*CHALLENGE A*
Answer these questions from the passage on Biden's choice of a Federal Reserve chair:
(i) Since what year has Lael Brainard served on the Fed board?
(ii) How many years long was Biden's career in the "world's greatest deliberative body"?
(iii) What is the cost of Biden's social services package?
*CHALLENGE B*
Continue the passage on Biden's choice of a Federal Reserve chair, starting after its final sentence.

*DOCUMENT SEGMENT*
....................

President Joe Biden has been wrestling for weeks with whether to reappoint the current chair of the Federal Reserve, Jerome Powell, or replace him with Lael Brainard, a Democrat and economist who has served on the Fed board since 2014. The process has resembled a tortured morass of indecision. Forever the senator, Biden has engaged in an extended debate, soliciting opinions and facts far and wide as he looks to fill a vital post at a time of deep economic uncertainty and political peril.

The deliberativeness around naming the next Fed chair has been a feature, not a bug, of Biden’s presidency. The president can at times be famously stubborn once his mind is made up — he was, for instance, committed for years to ending the war in Afghanistan and stood steadfast even in the tumultuous days of this summer’s withdrawal. But in other instances, much to the dismay of some aides, his decision-making can seem endless, creating a vacuum quickly filled by Beltway guessing games and runaway narratives.

Biden’s approach, honed over a 36-year career in the "world’s greatest deliberative body," can cut both ways. His defenders believe that the commitment to conversation and consensus allowed competing factions time to reach an agreement that led to the eventual adoption of the bipartisan infrastructure deal this past week. But his critics are convinced that the delays allowed the dominant storyline to be the bitter, sluggish pace of negotiations and not the real-world benefits of a transformative $1.2 trillion bill, with $550 billion in new spending.

The effects are visible at the granular level too. Inside the White House, deliberations can be glacial. Even the scheduling of the president’s day can be a painstaking process, with Biden habitually running late from meeting to meeting due to lengthy deliberations. The deliberations over the Fed chair, the person responsible for setting the nation’s monetary policy amid the highest inflation in a generation, has cast a fresh light on this Biden characteristic.

Sources close to the process say the president is still deciding between reappointing Powell, a Republican elevated to the role by former President Donald Trump, or putting his own stamp on the Fed by going with Brainard. Most members of Biden’s economic team and lawmakers in both parties have pushed for a Powell second term. But some progressive Democrats, who speak frequently to White House chief of staff Ron Klain, have resisted, declaring they want a Fed leader more committed to toughening financial regulation and addressing climate change.

Biden has continued to let the argument play out, according to three administration officials not authorized to publicly discuss private conversations. Among his considerations: how a choice could complicate the passage of his $1.75 trillion social services package, the officials said. A change atop the fiscal team could cause some senators to pump the brakes on signing off the bill for fear that it could flood the economy with more government cash amid the inflation fears.

....................

*COLLECTED MATERIAL*
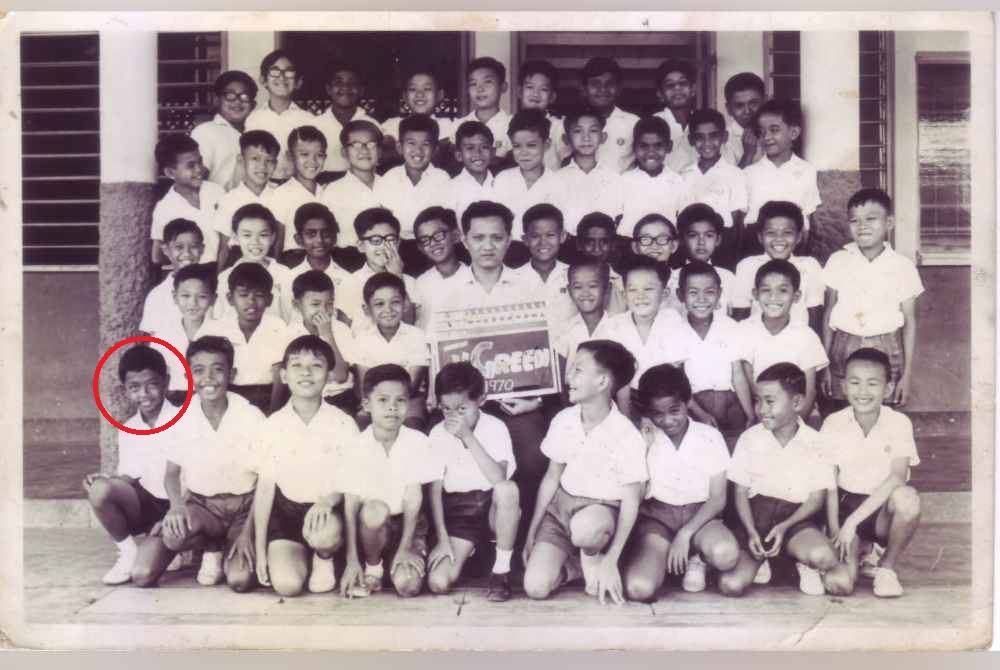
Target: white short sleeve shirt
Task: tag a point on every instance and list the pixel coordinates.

....................

*FINAL RESULT A*
(i) 2014
(ii) 36 years
(iii) $1.75 trillion

*FINAL RESULT B*
Last week, the White House suggested that the pick would come within days, a timetable that Biden himself updated Tuesday when promoting the passage of the bipartisan infrastructure bill in New Hampshire.

“Yes, as my grandfather would say, with the grace of God and the goodwill of the neighbors, you're gonna hear that in about four days,” Biden said.

But that fresh timeline held for only about 24 hours.

“What I can say is that the president will likely make a decision before Thanksgiving and he continues to engage with his senior economic team,” deputy White House press secretary Chris Meagher said while speaking to reporters aboard Air Force One en route to Michigan on Wednesday.

Some West Wing aides have argued that a delay would be helpful, since either pick could potentially alienate lawmakers right as they’re casting votes on the reconciliation package. Biden needs to maintain the support of every Democrat in the Senate — and virtually every Democratic in the House — against unified Republican opposition. But others have argued that markets could begin to get rattled by the uncertainty, since Biden’s political fortunes may be tied to how the next Fed chair responds to a period of high inflation that is lasting longer than the central bank or the White House anticipated.

Fed officials will have to decide whether or when to raise interest rates to restrain inflation. If they move too little or too slowly, they run the risk of letting inflation get worse or last longer. But if they move too much or too soon, there is a risk of causing an economic downturn.

“It’s hard to imagine a more critical time to have the right Fed Chair,” said Steven Rattner, a senior economic adviser in President Barack Obama’s administration, who has been critical of the Biden team’s approach to inflation. “You have accelerating inflation in an economy that is still recovering. It is vital to have the right hand on the wheel.”

Going slow can be the Biden way.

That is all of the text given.